Exercise prompt – Copy out the full market commentary below word for word, without changing anything.

It is snowing this morning... winter is not over; in fact the worst weather of the year may still be ahead.

Yesterday, the Dow held steady, after falling 315 points on Friday. Gold rose again - another $11... to $986. It looks like $1,000 gold is only days away, which means that $2,000 gold can't be far behind. And when it gets here, we know our Dear Readers will be ready. Find out how you can prepare yourself to fully profit from this epic rise in prices here.

This is the big month, when mortgage resets peak out - with nearly $120 billion worth of mortgages being adjusted upwards. Naturally, you'd expect Americans to be feeling pinched... especially with prices of energy and food at record levels.

"Americans start to curb their thirst for gasoline," says a Wall Street Journal headline.

Car sales fell in February - as you'd expect. Retailers report slower sales. And the economy itself, when last measured, was neither moving ahead... nor retreating, but stock still.

This has prompted a rush to judgment on the part of some critics:

"The Federal Reserve's Rescue Has Failed," announces a headline in the English paper, the Telegraph. Ambrose Evans-Pritchard, the paper's business editor, says, "The verdict is in. The Fed's emergency rate cuts in January have failed to halt the downward spiral towards a full-blown debt deflation. Much more drastic action will be needed.

"Yields on two-year U.S. Treasuries plummeted to 1.63pc on Friday in a flight to safety, foretelling financial winter. The debt markets are freezing ever deeper, a full eight months into the crunch. Contagion is spreading into the safest pockets of the US credit universe."

Mr. Evans-Pritchard then brings up New York's Port Authority, which operates bridges, bus terminals and airports in the New York, New Jersey area. The Port Authority is backed by both state and federal governments. Yet, when it went to borrow money, it was treated like the junkiest of junk credits... forced to pay 20% rates.

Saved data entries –
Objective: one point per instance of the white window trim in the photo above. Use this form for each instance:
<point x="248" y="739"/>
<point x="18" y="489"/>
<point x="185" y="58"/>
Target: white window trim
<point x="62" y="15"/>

Solution to the exercise –
It is snowing this morning... winter is not over; in fact the worst weather of the year may still be ahead.

Yesterday, the Dow held steady, after falling 315 points on Friday. Gold rose again - another $11... to $986. It looks like $1,000 gold is only days away, which means that $2,000 gold can't be far behind. And when it gets here, we know our Dear Readers will be ready. Find out how you can prepare yourself to fully profit from this epic rise in prices here.

This is the big month, when mortgage resets peak out - with nearly $120 billion worth of mortgages being adjusted upwards. Naturally, you'd expect Americans to be feeling pinched... especially with prices of energy and food at record levels.

"Americans start to curb their thirst for gasoline," says a Wall Street Journal headline.

Car sales fell in February - as you'd expect. Retailers report slower sales. And the economy itself, when last measured, was neither moving ahead... nor retreating, but stock still.

This has prompted a rush to judgment on the part of some critics:

"The Federal Reserve's Rescue Has Failed," announces a headline in the English paper, the Telegraph. Ambrose Evans-Pritchard, the paper's business editor, says, "The verdict is in. The Fed's emergency rate cuts in January have failed to halt the downward spiral towards a full-blown debt deflation. Much more drastic action will be needed.

"Yields on two-year U.S. Treasuries plummeted to 1.63pc on Friday in a flight to safety, foretelling financial winter. The debt markets are freezing ever deeper, a full eight months into the crunch. Contagion is spreading into the safest pockets of the US credit universe."

Mr. Evans-Pritchard then brings up New York's Port Authority, which operates bridges, bus terminals and airports in the New York, New Jersey area. The Port Authority is backed by both state and federal governments. Yet, when it went to borrow money, it was treated like the junkiest of junk credits... forced to pay 20% rates.